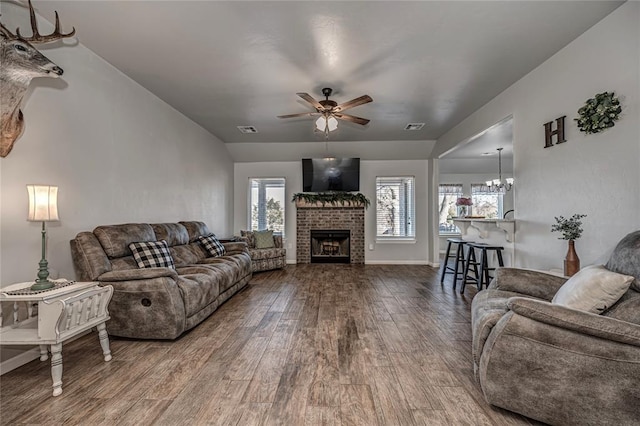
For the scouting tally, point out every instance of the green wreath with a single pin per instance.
(599, 113)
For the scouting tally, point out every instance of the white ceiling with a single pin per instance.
(231, 63)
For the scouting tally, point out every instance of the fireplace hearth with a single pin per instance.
(330, 246)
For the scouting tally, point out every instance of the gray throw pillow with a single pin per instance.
(593, 289)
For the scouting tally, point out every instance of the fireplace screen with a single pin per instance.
(330, 246)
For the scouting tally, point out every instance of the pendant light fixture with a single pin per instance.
(498, 185)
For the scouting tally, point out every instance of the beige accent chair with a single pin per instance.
(265, 259)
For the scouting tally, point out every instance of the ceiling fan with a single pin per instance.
(329, 110)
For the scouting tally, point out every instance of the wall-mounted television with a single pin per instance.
(330, 174)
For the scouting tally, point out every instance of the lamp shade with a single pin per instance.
(43, 203)
(326, 123)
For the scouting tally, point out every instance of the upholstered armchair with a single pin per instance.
(557, 364)
(266, 253)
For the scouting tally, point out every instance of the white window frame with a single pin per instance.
(274, 184)
(455, 230)
(406, 205)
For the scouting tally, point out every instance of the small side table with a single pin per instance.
(63, 312)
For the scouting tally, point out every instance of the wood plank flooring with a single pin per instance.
(308, 345)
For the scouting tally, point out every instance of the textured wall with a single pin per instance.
(599, 174)
(117, 152)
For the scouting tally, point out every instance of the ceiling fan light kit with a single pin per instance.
(330, 112)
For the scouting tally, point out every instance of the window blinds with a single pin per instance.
(395, 207)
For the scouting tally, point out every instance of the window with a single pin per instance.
(267, 204)
(395, 207)
(485, 202)
(448, 193)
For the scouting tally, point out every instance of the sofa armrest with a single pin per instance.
(578, 321)
(527, 282)
(137, 274)
(236, 247)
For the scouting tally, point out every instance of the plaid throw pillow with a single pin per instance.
(152, 254)
(250, 238)
(212, 245)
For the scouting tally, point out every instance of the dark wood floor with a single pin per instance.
(313, 344)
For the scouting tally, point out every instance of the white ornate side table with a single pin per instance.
(63, 312)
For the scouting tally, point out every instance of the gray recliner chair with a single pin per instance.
(555, 364)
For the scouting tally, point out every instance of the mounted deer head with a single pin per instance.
(19, 63)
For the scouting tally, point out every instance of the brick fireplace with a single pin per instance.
(330, 218)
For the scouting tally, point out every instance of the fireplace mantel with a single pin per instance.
(301, 204)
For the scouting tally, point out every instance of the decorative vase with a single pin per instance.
(571, 261)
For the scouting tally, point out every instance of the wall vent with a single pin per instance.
(414, 126)
(247, 129)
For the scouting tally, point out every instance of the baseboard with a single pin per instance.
(19, 360)
(396, 262)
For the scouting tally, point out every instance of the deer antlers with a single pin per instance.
(37, 37)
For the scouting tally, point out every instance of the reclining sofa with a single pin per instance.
(556, 364)
(160, 302)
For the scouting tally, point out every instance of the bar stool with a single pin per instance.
(459, 262)
(482, 278)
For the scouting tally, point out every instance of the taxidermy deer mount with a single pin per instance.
(19, 63)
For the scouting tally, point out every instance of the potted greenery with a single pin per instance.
(464, 203)
(338, 198)
(571, 229)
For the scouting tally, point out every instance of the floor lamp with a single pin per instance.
(43, 207)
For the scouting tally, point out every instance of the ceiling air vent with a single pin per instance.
(414, 126)
(247, 129)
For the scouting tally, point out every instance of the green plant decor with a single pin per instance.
(599, 113)
(332, 198)
(571, 228)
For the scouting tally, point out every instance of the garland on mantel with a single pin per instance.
(332, 198)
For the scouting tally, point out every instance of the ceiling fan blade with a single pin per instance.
(352, 118)
(307, 97)
(364, 99)
(302, 114)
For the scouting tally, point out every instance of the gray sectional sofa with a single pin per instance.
(160, 303)
(556, 364)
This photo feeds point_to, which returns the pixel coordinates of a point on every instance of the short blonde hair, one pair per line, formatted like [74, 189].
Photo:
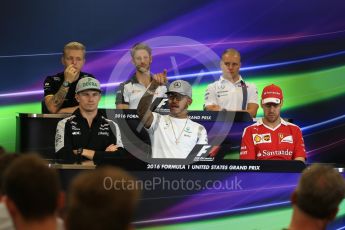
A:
[74, 46]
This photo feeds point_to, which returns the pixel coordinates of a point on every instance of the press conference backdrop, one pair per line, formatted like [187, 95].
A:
[300, 48]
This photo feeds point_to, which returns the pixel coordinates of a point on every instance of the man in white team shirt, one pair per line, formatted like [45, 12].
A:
[231, 92]
[173, 135]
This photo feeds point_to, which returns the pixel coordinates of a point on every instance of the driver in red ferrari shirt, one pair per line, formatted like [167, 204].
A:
[272, 138]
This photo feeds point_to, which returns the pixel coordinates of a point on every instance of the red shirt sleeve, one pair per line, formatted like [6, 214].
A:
[299, 150]
[247, 151]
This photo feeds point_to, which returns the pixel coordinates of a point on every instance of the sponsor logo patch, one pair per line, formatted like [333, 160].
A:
[262, 138]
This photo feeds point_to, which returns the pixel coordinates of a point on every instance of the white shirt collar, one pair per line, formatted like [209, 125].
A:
[237, 82]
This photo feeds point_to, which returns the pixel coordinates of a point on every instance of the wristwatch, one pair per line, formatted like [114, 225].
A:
[66, 84]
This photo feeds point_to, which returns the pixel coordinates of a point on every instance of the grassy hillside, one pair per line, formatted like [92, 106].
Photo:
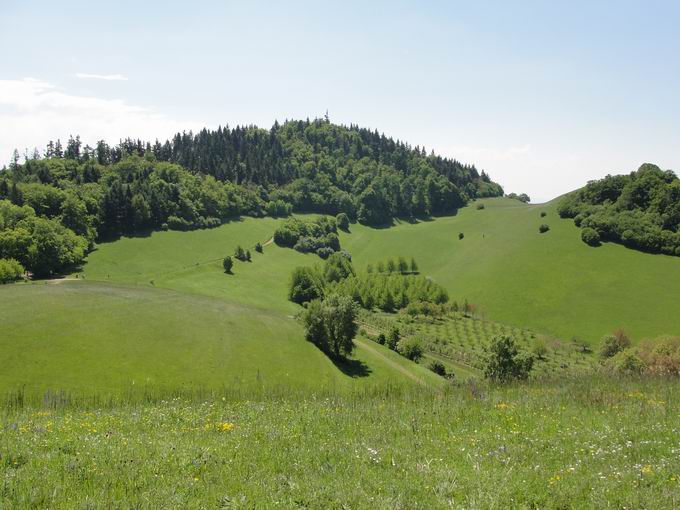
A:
[566, 444]
[553, 282]
[160, 311]
[92, 338]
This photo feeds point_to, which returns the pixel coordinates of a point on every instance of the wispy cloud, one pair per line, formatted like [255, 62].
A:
[32, 112]
[107, 77]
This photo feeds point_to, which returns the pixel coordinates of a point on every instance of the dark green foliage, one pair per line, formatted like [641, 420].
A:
[318, 236]
[331, 324]
[343, 221]
[227, 264]
[240, 254]
[438, 368]
[306, 285]
[613, 344]
[390, 292]
[337, 267]
[640, 210]
[505, 362]
[522, 197]
[411, 348]
[590, 236]
[278, 208]
[10, 270]
[393, 338]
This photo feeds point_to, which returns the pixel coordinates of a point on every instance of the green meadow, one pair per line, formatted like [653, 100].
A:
[158, 313]
[572, 443]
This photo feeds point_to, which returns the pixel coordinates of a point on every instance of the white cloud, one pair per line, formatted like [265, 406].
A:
[32, 112]
[107, 77]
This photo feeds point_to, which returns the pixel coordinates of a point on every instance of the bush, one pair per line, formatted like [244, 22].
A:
[240, 254]
[626, 362]
[305, 285]
[438, 368]
[227, 264]
[590, 236]
[331, 324]
[613, 344]
[661, 355]
[343, 221]
[393, 338]
[504, 362]
[10, 270]
[410, 348]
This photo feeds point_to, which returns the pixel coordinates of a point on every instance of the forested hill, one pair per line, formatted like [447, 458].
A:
[640, 210]
[200, 180]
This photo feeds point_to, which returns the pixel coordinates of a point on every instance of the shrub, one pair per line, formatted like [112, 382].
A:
[227, 264]
[438, 368]
[343, 221]
[305, 285]
[504, 362]
[626, 362]
[10, 270]
[324, 252]
[613, 344]
[661, 355]
[590, 236]
[393, 338]
[410, 348]
[331, 324]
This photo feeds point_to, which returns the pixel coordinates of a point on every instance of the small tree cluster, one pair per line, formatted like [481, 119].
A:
[10, 270]
[331, 324]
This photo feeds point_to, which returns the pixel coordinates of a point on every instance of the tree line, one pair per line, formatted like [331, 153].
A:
[640, 210]
[201, 180]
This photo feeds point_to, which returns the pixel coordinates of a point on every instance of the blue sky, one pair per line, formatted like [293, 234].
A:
[542, 95]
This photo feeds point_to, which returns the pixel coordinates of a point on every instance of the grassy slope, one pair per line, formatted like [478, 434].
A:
[201, 330]
[562, 444]
[550, 282]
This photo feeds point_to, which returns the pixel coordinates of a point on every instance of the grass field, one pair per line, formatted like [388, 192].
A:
[578, 444]
[93, 338]
[159, 311]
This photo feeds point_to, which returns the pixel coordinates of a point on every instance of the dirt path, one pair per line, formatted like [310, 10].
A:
[396, 366]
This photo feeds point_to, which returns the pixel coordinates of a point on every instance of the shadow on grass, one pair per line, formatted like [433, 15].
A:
[352, 367]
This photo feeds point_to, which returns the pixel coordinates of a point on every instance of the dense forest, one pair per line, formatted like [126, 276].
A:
[54, 206]
[640, 210]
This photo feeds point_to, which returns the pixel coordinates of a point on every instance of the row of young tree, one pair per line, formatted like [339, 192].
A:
[385, 291]
[640, 210]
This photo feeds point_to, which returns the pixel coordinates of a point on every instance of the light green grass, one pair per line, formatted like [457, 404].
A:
[86, 337]
[552, 282]
[567, 444]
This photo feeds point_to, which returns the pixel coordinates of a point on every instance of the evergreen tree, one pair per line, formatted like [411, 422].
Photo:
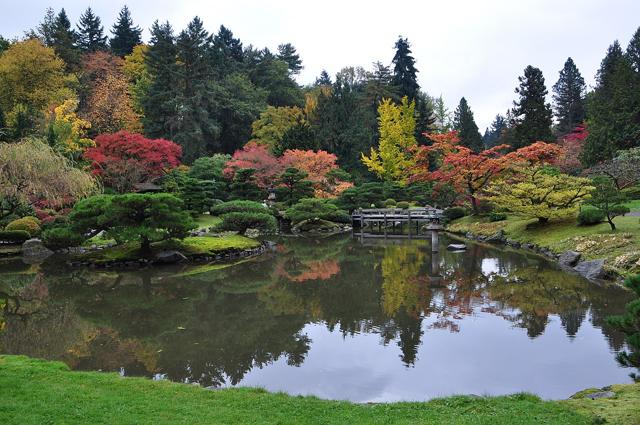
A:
[159, 102]
[613, 108]
[288, 54]
[63, 41]
[425, 117]
[465, 125]
[532, 113]
[324, 79]
[569, 98]
[125, 35]
[194, 125]
[91, 32]
[493, 134]
[442, 115]
[404, 70]
[46, 28]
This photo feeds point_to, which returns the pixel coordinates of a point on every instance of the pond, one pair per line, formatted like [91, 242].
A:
[367, 321]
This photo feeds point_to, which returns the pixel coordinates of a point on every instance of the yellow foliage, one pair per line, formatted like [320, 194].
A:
[538, 192]
[393, 159]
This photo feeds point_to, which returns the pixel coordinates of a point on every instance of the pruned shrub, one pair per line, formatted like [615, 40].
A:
[497, 216]
[61, 237]
[31, 225]
[14, 236]
[316, 208]
[590, 215]
[241, 221]
[454, 213]
[239, 206]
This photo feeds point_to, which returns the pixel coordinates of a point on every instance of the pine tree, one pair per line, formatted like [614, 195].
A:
[569, 98]
[125, 35]
[63, 41]
[532, 114]
[91, 32]
[195, 126]
[492, 134]
[633, 51]
[404, 71]
[613, 108]
[324, 79]
[159, 103]
[465, 125]
[288, 54]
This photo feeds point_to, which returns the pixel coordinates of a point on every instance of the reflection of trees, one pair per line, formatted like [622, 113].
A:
[212, 324]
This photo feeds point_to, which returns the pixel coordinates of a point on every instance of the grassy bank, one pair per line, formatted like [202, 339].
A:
[620, 249]
[36, 392]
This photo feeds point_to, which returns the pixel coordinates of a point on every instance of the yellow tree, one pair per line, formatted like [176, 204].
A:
[68, 131]
[541, 192]
[394, 158]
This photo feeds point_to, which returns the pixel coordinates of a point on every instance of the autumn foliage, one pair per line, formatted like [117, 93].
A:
[132, 152]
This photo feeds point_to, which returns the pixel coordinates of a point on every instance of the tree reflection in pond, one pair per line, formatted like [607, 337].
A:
[214, 325]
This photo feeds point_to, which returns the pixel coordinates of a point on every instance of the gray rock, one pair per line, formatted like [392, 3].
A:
[600, 394]
[252, 233]
[456, 247]
[169, 257]
[34, 250]
[569, 258]
[592, 270]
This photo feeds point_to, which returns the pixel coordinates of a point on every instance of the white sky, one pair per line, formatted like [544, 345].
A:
[470, 48]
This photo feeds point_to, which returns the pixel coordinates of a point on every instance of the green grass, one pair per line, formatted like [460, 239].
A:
[191, 246]
[621, 249]
[41, 392]
[205, 221]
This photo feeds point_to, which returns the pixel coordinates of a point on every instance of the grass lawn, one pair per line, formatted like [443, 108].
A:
[621, 248]
[38, 392]
[197, 245]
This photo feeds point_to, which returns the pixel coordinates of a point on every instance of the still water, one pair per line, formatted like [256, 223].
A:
[337, 318]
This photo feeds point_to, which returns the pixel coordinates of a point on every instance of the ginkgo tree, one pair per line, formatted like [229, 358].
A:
[394, 158]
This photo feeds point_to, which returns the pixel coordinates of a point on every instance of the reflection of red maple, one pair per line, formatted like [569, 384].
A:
[315, 270]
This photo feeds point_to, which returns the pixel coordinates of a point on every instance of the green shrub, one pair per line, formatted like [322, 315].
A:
[61, 237]
[496, 216]
[454, 213]
[14, 236]
[31, 225]
[316, 208]
[239, 206]
[590, 215]
[241, 221]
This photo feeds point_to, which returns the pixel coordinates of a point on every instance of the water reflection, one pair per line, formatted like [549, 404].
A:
[261, 321]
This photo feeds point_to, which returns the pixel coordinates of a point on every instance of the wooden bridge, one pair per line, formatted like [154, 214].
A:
[413, 223]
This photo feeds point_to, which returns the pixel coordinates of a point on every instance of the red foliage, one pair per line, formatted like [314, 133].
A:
[258, 157]
[153, 157]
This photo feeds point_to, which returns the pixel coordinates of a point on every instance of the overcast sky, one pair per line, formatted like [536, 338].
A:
[467, 48]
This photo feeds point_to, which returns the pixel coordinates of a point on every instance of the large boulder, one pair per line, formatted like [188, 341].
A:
[569, 258]
[169, 257]
[33, 250]
[592, 269]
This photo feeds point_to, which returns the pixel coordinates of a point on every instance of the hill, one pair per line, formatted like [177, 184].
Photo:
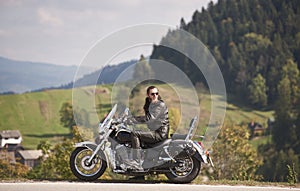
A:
[251, 41]
[21, 76]
[36, 114]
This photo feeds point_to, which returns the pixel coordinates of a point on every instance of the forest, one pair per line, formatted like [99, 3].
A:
[256, 45]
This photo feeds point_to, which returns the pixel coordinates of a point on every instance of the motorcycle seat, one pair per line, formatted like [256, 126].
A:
[158, 145]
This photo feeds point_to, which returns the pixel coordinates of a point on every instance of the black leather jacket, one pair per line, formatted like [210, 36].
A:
[156, 118]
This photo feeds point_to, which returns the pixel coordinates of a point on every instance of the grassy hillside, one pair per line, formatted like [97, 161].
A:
[36, 115]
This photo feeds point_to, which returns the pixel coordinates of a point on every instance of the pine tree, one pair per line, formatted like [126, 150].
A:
[258, 91]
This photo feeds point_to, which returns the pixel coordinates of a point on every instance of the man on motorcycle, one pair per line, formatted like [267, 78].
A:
[157, 120]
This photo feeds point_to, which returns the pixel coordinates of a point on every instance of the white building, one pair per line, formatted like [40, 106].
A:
[10, 137]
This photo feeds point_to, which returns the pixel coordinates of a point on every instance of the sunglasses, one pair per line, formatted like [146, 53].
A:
[154, 93]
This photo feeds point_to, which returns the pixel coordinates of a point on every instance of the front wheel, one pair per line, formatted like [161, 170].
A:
[186, 171]
[82, 169]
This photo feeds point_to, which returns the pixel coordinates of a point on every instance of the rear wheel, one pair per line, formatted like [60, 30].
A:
[82, 169]
[186, 171]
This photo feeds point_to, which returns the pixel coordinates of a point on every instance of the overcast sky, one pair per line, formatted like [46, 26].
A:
[61, 32]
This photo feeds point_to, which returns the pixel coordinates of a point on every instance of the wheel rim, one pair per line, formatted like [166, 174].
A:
[82, 166]
[184, 169]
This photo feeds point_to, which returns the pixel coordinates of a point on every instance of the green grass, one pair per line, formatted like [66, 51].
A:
[36, 115]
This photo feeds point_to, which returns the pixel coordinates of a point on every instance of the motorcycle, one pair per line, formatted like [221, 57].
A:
[178, 157]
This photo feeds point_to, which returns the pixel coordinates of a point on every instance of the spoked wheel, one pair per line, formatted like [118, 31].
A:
[186, 171]
[84, 170]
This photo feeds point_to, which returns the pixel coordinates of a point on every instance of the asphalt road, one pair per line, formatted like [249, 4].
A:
[74, 186]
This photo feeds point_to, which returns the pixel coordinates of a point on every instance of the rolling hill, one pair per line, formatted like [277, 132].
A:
[36, 114]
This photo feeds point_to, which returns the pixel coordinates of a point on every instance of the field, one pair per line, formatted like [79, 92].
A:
[37, 117]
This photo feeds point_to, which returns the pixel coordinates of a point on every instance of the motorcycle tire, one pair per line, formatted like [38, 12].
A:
[186, 172]
[84, 171]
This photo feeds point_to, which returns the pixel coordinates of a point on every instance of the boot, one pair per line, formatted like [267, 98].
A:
[137, 159]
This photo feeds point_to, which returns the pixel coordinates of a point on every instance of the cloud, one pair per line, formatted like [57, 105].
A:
[46, 17]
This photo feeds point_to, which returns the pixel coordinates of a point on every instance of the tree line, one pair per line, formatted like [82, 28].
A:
[256, 45]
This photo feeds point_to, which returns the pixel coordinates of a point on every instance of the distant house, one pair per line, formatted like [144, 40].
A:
[256, 129]
[29, 157]
[10, 137]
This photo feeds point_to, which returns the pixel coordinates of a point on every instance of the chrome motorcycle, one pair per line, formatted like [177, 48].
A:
[179, 158]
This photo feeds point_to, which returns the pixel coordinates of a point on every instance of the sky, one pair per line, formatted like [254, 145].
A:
[62, 32]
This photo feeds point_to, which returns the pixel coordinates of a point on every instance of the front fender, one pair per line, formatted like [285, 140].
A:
[90, 145]
[200, 154]
[93, 146]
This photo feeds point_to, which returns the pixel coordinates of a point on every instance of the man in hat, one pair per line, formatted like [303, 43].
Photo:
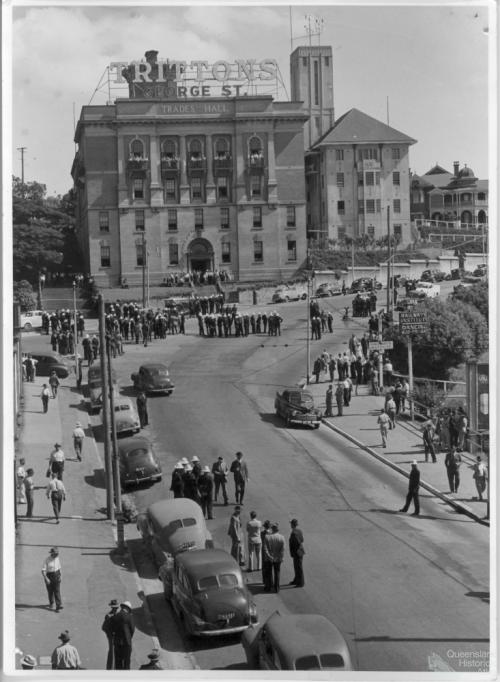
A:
[274, 552]
[28, 662]
[107, 629]
[413, 486]
[240, 471]
[206, 488]
[296, 546]
[154, 661]
[78, 436]
[56, 461]
[65, 656]
[220, 471]
[123, 627]
[51, 571]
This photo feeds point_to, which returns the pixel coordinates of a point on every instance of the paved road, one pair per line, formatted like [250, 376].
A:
[410, 594]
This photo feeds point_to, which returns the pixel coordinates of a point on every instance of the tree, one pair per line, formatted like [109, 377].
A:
[24, 295]
[456, 332]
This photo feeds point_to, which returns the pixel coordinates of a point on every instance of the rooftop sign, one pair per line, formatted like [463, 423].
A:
[174, 79]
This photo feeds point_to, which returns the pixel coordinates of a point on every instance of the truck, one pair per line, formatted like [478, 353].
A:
[296, 406]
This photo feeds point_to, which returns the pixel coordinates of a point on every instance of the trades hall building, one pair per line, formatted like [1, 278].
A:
[204, 183]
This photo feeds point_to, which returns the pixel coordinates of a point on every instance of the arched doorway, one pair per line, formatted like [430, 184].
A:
[200, 255]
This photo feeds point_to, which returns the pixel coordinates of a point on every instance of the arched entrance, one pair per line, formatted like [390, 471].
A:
[481, 217]
[200, 255]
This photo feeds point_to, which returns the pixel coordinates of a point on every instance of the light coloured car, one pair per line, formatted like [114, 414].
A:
[31, 319]
[126, 417]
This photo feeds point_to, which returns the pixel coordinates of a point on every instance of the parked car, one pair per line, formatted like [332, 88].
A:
[172, 526]
[48, 361]
[153, 377]
[296, 642]
[31, 319]
[296, 406]
[208, 593]
[364, 284]
[285, 294]
[425, 290]
[328, 290]
[126, 417]
[137, 461]
[95, 387]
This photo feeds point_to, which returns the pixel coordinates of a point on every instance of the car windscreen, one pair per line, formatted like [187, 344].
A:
[212, 582]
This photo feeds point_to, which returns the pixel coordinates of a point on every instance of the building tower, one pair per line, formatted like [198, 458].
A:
[311, 78]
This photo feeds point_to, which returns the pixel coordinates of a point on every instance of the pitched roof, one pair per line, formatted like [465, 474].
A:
[359, 128]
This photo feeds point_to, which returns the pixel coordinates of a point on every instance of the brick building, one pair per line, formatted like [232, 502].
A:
[199, 183]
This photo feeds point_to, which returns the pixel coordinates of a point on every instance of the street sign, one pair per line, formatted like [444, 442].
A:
[410, 322]
[381, 345]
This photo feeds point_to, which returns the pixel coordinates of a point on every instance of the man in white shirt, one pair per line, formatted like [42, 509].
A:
[51, 571]
[56, 493]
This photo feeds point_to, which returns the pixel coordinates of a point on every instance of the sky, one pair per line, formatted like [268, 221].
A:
[427, 66]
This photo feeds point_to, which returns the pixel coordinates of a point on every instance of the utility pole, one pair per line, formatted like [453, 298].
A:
[22, 150]
[105, 414]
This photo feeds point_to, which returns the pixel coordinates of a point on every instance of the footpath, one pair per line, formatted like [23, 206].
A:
[93, 572]
[404, 445]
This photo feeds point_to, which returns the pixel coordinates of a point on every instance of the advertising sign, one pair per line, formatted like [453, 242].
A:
[411, 322]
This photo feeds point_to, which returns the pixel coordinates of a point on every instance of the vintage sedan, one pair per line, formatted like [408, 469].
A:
[296, 406]
[126, 417]
[138, 462]
[153, 377]
[296, 642]
[171, 526]
[208, 593]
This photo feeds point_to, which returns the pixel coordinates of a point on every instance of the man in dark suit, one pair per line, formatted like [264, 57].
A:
[413, 487]
[296, 545]
[122, 627]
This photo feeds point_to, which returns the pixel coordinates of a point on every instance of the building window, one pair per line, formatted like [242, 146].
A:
[137, 150]
[196, 192]
[255, 186]
[138, 188]
[104, 221]
[139, 255]
[222, 189]
[173, 254]
[172, 219]
[171, 189]
[140, 221]
[198, 218]
[105, 256]
[258, 252]
[224, 218]
[226, 252]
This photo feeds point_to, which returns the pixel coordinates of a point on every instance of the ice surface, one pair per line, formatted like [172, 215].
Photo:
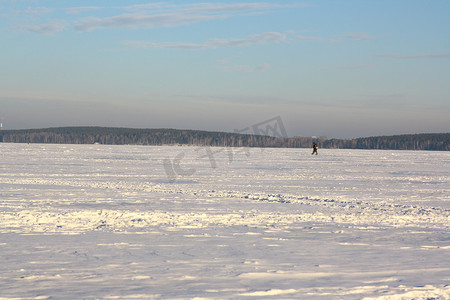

## [Work to be completed]
Copy all lines of the records in which the string "pond" can be found.

## [Response]
This photo feeds point_to, which returns the pixel coordinates of a point on every instance of the pond, one pair per line, formatted like [91, 242].
This photo feeds point_to, which returns the pixel coordinates of a point on every instance of the tree reflection in pond, one pair per line, formatted like [607, 337].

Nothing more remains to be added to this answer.